▸ **Exercise task**: Can you pull out, word for word, the text of the items from their start up to and including the line that contains "482], [702, 476]]", leaving the pictures out?

▸ **Excerpted data**:
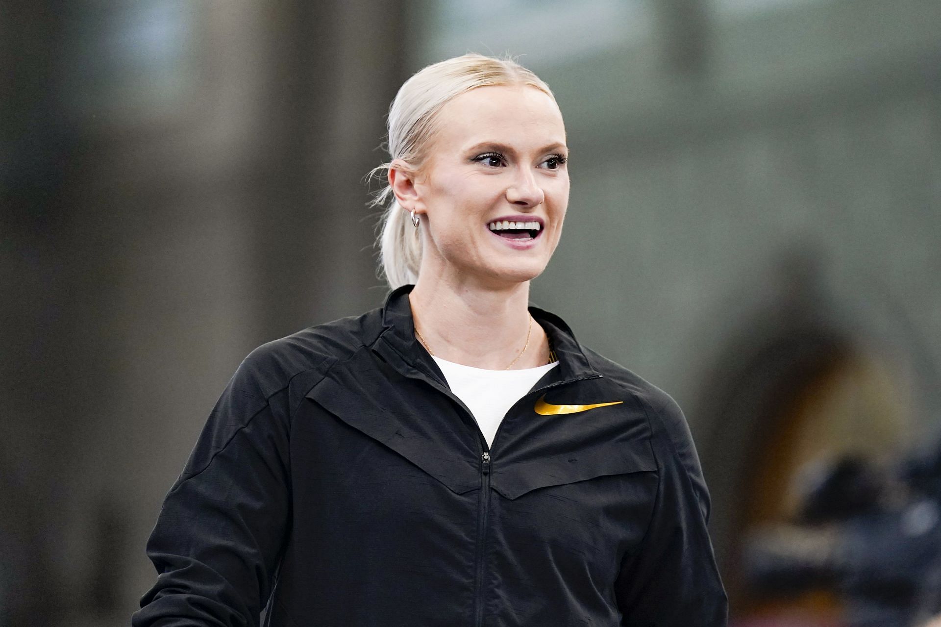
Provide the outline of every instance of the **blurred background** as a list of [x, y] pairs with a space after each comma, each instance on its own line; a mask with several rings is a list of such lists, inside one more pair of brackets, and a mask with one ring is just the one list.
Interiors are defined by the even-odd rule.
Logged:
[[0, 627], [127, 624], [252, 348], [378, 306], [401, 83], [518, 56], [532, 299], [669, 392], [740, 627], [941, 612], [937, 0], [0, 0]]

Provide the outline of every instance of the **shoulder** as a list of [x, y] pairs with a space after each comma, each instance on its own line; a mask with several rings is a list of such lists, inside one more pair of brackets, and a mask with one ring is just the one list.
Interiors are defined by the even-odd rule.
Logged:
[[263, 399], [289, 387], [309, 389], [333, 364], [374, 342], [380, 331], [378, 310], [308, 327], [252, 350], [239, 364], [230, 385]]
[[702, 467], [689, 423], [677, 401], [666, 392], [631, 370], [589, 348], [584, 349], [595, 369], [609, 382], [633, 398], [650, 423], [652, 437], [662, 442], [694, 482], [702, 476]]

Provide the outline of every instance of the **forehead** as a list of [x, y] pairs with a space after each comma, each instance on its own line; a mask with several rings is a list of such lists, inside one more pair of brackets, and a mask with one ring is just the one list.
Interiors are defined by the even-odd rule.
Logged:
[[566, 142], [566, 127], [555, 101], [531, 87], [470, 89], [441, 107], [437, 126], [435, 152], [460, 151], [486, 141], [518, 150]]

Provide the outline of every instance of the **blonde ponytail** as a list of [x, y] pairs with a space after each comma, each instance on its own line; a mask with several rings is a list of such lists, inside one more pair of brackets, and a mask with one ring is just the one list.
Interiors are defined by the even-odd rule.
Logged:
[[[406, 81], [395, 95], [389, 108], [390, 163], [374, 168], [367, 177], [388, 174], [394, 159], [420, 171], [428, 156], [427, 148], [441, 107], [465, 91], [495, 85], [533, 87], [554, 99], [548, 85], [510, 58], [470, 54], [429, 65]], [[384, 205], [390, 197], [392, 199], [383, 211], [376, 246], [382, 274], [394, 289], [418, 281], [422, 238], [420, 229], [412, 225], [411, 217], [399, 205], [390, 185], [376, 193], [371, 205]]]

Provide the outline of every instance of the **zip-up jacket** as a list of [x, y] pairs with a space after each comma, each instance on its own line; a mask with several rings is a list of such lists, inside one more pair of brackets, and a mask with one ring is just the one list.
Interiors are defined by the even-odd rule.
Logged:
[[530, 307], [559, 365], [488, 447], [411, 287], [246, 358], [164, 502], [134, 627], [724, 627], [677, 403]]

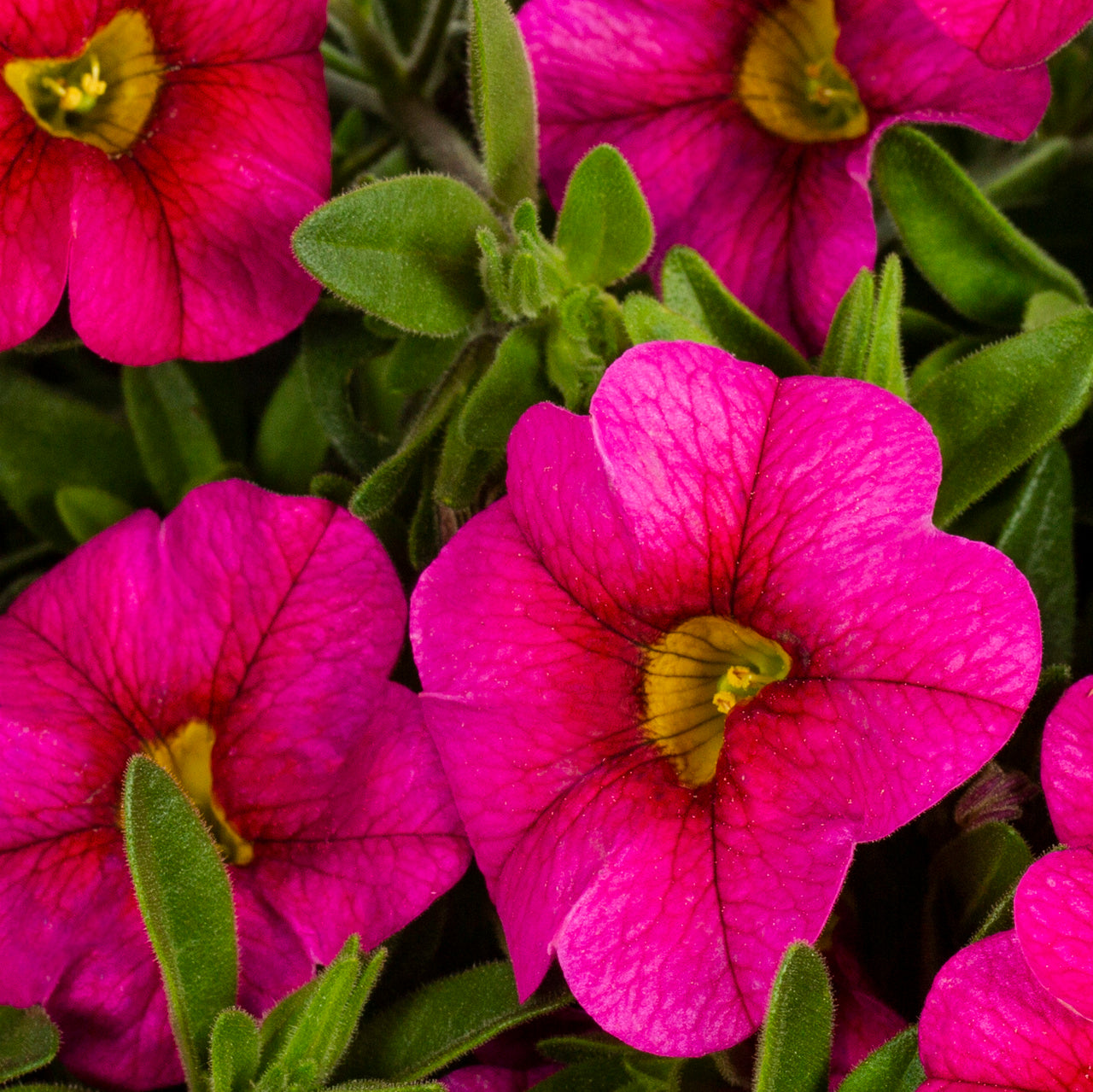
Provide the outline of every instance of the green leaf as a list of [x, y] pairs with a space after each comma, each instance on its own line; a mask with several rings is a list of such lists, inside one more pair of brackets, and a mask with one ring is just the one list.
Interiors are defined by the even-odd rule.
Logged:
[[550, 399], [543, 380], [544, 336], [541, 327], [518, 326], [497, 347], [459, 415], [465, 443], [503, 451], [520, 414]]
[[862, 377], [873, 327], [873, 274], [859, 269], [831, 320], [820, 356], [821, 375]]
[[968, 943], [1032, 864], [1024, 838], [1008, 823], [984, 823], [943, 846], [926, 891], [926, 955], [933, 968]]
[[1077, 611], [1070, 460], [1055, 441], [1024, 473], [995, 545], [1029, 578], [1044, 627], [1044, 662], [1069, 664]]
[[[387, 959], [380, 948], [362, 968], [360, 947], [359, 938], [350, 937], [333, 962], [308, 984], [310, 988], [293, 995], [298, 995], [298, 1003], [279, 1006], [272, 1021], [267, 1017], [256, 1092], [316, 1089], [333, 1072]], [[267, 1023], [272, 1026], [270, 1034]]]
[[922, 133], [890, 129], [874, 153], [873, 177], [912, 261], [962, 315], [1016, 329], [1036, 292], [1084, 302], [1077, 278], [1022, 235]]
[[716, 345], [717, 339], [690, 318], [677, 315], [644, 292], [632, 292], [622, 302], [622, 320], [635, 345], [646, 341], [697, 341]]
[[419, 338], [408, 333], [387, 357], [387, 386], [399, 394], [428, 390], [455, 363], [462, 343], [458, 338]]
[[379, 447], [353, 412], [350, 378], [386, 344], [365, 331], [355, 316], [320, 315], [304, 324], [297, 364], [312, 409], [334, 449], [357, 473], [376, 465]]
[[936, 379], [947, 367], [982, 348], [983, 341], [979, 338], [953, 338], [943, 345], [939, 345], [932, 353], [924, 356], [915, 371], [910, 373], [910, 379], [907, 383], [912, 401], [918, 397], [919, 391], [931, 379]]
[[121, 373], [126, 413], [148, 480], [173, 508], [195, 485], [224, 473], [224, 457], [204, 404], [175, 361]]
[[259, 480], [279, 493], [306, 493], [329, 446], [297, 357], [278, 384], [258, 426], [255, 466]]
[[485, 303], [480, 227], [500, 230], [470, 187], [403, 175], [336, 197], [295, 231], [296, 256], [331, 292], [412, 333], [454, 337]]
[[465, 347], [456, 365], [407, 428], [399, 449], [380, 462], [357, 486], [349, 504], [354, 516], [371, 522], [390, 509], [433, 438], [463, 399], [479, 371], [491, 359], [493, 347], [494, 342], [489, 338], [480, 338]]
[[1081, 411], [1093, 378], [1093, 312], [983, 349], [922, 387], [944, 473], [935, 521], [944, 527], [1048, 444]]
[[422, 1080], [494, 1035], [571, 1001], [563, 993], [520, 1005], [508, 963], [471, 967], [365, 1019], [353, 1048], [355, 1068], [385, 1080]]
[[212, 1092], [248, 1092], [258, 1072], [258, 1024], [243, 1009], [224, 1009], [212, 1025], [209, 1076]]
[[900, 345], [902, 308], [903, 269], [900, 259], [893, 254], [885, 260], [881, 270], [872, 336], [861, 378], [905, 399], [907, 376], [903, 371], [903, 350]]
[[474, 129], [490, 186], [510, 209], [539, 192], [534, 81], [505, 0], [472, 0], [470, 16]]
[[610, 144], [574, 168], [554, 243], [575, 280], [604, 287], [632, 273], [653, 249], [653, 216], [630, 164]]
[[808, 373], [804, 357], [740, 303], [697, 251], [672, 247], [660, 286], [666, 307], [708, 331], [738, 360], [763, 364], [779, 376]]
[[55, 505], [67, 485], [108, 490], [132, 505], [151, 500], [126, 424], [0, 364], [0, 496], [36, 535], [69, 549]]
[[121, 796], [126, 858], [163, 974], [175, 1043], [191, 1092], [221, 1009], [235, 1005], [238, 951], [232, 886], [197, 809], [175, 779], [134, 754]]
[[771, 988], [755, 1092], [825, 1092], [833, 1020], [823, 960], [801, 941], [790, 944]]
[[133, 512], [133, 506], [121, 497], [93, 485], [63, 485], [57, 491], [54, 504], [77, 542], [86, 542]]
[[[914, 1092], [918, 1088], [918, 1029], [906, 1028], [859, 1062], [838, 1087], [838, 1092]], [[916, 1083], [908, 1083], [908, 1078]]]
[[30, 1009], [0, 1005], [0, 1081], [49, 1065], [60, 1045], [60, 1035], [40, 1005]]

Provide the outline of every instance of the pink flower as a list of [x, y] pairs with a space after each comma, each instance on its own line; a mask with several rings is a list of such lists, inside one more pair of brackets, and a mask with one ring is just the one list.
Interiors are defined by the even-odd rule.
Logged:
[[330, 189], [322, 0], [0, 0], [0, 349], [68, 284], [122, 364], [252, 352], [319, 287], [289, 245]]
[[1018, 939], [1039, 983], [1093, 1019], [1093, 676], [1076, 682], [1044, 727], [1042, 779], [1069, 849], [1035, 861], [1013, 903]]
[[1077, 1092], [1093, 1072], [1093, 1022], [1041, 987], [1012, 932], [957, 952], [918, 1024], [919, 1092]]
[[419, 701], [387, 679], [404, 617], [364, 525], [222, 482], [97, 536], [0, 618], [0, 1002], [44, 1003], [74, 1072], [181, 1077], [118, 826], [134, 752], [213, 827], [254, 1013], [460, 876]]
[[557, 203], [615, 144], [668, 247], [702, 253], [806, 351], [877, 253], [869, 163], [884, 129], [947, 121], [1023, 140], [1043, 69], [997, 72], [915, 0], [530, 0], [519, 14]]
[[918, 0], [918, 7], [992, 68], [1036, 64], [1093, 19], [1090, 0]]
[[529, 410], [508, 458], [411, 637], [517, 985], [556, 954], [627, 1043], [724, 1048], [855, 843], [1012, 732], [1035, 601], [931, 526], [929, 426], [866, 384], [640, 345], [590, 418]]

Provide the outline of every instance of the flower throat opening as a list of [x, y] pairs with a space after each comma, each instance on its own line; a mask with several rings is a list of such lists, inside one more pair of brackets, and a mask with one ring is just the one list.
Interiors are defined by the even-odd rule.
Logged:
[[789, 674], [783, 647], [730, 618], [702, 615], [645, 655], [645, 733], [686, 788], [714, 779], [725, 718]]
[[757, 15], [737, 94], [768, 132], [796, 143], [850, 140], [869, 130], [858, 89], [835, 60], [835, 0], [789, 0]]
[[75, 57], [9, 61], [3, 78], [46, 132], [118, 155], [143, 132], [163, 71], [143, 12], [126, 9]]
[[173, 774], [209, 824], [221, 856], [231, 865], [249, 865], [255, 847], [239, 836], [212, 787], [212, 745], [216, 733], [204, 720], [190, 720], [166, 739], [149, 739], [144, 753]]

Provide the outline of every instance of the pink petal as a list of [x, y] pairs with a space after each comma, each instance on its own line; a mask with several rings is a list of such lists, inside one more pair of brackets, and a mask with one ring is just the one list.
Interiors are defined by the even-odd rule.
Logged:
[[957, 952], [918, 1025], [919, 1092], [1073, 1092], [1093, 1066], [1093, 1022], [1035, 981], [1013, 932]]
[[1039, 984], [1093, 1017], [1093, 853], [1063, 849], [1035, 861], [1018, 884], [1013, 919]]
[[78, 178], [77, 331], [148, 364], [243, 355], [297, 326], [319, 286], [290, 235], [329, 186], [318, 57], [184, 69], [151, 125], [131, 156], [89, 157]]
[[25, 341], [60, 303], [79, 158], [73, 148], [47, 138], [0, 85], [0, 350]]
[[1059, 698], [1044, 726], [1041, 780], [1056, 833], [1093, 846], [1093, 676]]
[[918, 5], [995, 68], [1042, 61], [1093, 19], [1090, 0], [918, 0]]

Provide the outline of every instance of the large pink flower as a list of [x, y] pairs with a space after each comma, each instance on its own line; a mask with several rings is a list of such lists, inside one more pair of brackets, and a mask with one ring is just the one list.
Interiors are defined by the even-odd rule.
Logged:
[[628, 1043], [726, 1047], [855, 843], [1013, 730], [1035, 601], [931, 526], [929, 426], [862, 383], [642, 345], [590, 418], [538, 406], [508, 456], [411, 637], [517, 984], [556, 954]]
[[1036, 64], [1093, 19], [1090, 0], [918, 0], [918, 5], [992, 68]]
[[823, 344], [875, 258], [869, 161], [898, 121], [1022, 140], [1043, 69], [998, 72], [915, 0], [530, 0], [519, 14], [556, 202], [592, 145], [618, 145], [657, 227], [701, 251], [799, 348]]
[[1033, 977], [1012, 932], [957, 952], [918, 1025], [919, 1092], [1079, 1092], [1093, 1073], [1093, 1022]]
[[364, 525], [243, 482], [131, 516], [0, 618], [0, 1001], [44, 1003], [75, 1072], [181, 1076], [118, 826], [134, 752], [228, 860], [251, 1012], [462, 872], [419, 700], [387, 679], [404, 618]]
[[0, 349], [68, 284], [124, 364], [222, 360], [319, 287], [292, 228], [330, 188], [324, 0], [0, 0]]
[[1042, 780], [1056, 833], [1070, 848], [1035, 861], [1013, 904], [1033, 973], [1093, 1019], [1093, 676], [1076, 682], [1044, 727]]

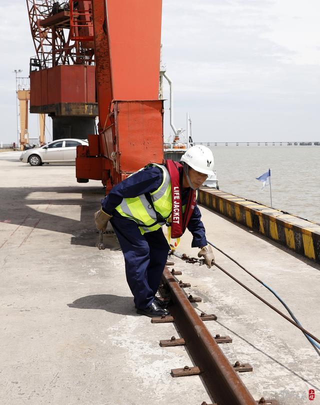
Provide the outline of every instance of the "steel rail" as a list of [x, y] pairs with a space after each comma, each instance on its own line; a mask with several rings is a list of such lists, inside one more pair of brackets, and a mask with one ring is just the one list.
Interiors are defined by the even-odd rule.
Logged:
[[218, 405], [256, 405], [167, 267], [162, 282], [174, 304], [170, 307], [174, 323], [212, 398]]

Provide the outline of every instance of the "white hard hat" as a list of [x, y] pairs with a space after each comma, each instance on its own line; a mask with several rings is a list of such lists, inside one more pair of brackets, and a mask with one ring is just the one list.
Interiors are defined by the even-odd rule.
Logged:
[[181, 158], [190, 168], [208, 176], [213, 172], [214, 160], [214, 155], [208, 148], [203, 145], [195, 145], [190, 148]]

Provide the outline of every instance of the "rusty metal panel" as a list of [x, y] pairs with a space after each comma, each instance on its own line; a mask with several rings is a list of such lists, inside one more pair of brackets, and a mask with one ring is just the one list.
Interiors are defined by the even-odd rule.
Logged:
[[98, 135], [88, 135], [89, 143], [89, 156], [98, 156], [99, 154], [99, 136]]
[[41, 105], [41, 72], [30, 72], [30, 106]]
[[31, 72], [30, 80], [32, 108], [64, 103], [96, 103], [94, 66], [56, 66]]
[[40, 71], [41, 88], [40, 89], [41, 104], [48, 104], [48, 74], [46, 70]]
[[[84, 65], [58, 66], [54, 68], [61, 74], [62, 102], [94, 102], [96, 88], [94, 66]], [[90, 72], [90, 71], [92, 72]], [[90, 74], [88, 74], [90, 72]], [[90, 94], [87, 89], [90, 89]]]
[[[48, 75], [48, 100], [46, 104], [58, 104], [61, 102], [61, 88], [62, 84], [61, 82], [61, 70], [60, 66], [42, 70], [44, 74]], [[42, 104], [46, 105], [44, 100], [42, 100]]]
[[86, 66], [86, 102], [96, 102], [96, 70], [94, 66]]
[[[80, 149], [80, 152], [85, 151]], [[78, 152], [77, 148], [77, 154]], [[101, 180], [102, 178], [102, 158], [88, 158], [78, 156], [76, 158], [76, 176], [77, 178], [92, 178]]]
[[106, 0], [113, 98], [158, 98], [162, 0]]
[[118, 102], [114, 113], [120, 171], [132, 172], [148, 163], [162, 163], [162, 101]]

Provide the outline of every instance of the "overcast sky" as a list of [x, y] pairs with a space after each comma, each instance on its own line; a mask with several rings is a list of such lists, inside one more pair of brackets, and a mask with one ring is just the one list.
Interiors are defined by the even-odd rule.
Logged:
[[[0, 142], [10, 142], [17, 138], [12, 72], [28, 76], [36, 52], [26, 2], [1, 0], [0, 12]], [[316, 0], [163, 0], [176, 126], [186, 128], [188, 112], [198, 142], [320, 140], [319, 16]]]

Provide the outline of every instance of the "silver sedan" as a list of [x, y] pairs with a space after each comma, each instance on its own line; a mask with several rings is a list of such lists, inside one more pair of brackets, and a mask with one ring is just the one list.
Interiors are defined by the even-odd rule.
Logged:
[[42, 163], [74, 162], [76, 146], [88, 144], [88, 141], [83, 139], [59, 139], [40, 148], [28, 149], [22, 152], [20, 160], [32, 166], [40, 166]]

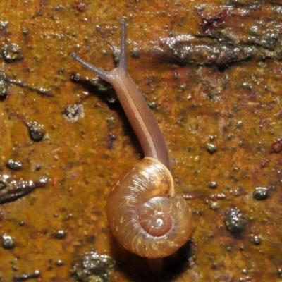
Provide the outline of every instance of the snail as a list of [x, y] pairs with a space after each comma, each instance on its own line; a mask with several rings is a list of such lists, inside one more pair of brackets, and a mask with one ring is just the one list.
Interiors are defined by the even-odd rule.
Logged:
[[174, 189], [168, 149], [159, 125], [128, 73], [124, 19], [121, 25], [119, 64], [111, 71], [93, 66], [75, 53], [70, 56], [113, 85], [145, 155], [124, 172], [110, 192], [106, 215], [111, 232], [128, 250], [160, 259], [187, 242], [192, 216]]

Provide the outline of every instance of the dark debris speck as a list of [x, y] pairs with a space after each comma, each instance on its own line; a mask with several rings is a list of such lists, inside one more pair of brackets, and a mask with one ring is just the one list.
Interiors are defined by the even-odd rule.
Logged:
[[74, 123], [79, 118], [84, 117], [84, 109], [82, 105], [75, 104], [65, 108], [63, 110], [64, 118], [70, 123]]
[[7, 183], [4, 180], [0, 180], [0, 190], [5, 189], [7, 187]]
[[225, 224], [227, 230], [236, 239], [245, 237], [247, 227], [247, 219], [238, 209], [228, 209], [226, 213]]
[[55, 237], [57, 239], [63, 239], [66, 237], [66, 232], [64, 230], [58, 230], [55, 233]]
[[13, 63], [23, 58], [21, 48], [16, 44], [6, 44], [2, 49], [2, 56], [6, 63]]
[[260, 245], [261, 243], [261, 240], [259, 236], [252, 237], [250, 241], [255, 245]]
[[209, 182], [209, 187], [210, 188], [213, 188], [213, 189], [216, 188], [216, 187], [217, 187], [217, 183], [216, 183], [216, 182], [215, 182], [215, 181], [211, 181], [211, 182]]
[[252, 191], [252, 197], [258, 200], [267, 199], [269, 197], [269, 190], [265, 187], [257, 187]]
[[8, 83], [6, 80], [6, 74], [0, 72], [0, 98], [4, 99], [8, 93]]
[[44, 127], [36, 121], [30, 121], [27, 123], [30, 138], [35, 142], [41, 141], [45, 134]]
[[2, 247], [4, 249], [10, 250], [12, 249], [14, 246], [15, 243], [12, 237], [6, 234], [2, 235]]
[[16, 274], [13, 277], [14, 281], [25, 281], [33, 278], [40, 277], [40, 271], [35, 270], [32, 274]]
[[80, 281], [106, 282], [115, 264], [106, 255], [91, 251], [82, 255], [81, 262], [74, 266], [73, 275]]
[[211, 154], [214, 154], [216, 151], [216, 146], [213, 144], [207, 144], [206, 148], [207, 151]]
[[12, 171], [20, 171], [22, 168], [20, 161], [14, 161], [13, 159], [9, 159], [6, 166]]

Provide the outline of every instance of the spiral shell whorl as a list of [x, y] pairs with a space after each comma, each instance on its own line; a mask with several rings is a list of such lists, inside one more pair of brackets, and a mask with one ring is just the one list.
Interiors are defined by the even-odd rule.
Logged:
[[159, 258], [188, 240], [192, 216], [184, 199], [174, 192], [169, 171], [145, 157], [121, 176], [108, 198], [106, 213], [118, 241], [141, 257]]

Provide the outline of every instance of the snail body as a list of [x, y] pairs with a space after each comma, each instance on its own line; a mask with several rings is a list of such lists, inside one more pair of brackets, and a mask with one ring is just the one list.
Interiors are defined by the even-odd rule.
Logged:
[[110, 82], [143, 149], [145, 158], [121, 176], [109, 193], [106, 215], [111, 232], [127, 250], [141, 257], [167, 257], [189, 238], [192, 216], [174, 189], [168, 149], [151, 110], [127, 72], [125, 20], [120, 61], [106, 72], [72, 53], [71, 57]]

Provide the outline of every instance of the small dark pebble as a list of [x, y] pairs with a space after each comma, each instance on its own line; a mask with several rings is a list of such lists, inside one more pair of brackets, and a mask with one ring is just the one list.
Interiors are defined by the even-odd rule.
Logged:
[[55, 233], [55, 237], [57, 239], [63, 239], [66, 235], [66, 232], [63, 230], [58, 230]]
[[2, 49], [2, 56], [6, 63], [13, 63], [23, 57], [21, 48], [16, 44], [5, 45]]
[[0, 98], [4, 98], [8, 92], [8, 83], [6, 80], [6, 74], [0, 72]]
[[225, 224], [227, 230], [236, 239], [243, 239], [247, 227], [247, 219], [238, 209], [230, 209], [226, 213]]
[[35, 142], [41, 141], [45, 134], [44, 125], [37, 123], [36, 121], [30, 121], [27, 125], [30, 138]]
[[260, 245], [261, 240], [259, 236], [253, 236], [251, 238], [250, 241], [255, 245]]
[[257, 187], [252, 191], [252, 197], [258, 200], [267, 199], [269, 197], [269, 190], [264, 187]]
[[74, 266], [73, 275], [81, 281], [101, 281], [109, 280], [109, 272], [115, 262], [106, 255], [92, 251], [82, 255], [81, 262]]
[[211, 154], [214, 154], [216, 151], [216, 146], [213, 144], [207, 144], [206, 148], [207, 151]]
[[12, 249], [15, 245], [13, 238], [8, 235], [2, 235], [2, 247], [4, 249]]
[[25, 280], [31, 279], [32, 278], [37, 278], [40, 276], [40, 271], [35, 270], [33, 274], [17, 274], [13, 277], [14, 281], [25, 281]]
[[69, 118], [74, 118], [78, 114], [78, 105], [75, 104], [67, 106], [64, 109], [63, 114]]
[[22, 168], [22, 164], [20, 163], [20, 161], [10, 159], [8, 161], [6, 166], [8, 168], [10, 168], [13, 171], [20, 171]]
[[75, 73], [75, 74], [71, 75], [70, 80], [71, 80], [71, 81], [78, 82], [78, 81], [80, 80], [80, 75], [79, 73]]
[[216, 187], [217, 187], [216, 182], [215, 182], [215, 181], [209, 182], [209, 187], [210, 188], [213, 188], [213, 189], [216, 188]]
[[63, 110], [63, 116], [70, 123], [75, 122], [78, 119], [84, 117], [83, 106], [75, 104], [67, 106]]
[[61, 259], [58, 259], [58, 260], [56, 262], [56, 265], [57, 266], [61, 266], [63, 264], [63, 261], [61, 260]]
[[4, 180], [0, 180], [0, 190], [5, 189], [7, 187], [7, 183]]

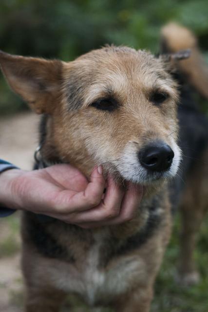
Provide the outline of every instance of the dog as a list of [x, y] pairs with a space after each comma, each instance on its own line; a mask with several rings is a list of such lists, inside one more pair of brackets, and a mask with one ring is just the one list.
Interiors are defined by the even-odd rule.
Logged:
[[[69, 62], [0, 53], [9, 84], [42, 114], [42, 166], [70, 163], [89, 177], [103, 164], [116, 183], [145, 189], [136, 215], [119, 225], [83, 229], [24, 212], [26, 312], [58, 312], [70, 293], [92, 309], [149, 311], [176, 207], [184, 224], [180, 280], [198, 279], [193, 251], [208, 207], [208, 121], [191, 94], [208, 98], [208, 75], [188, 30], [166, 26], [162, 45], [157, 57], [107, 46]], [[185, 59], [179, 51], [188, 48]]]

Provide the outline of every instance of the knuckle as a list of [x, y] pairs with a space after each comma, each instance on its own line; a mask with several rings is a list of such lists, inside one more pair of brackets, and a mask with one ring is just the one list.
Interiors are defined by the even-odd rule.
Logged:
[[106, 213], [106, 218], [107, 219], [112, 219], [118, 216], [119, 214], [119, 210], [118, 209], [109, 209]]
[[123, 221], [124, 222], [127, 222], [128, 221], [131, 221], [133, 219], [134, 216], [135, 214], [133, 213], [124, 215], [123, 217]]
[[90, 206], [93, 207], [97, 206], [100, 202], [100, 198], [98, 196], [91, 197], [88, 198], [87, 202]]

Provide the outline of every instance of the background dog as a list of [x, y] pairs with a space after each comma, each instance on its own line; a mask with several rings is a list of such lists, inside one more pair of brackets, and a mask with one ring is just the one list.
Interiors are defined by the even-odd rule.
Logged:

▸ **Complete answer**:
Provide the outline of every instance of the **blurred background** as a list of [x, y] pairs with a space after each comma, each instance on its own line; a mask with several rings is a list of such lists, inside one more pair of brackets, and a mask with one ring is just the one list.
Interiors are defined by the even-odd rule.
Logged:
[[0, 627], [127, 624], [252, 348], [378, 306], [401, 83], [518, 56], [532, 299], [669, 392], [740, 627], [941, 612], [937, 0], [0, 0]]

Provide the outline of every instance of the **shoulder** as a list of [x, y] pairs with a space after each comma, each instance on its own line; a mask with several rings is a list of such lists, inside one more pair of brackets, and a mask with one ring is just the one list.
Interiors are defined by the even-odd rule.
Logged:
[[263, 399], [289, 387], [309, 389], [333, 364], [374, 342], [380, 331], [378, 310], [308, 327], [252, 350], [239, 364], [230, 385]]
[[702, 467], [689, 423], [677, 401], [666, 392], [631, 370], [589, 348], [584, 349], [595, 369], [609, 382], [633, 398], [650, 423], [652, 437], [662, 442], [694, 482], [702, 476]]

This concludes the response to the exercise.